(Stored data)
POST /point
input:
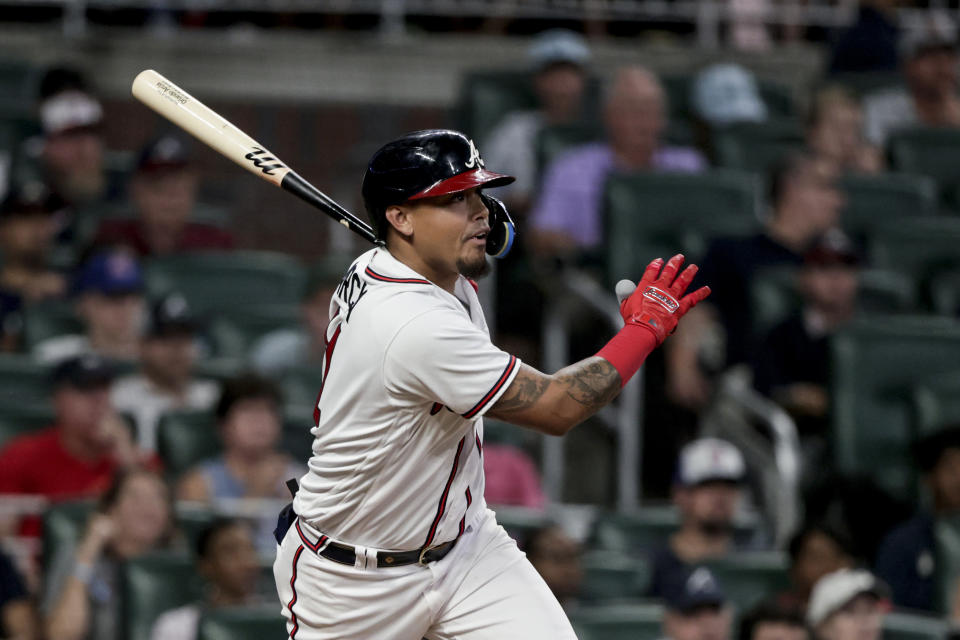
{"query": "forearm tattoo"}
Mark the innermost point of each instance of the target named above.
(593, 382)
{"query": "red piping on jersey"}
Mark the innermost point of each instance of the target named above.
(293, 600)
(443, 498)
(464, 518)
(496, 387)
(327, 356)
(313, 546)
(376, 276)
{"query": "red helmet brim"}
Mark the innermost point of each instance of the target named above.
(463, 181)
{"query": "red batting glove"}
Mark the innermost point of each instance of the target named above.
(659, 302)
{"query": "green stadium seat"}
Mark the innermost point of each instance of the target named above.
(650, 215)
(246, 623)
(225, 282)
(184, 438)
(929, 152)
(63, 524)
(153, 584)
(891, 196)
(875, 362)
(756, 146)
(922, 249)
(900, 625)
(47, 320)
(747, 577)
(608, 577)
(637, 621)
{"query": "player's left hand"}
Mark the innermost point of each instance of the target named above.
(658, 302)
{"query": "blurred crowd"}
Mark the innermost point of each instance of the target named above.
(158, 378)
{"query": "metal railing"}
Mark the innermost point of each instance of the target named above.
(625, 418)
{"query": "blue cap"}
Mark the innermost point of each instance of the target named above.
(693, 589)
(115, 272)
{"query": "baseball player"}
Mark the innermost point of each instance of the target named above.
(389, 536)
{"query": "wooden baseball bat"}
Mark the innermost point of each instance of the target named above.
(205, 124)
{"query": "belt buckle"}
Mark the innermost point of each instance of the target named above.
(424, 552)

[YOUR INSTRUCTIONS] Among the lines above, count those containing "query", and give only the number.

[YOUR SOLUTION] 12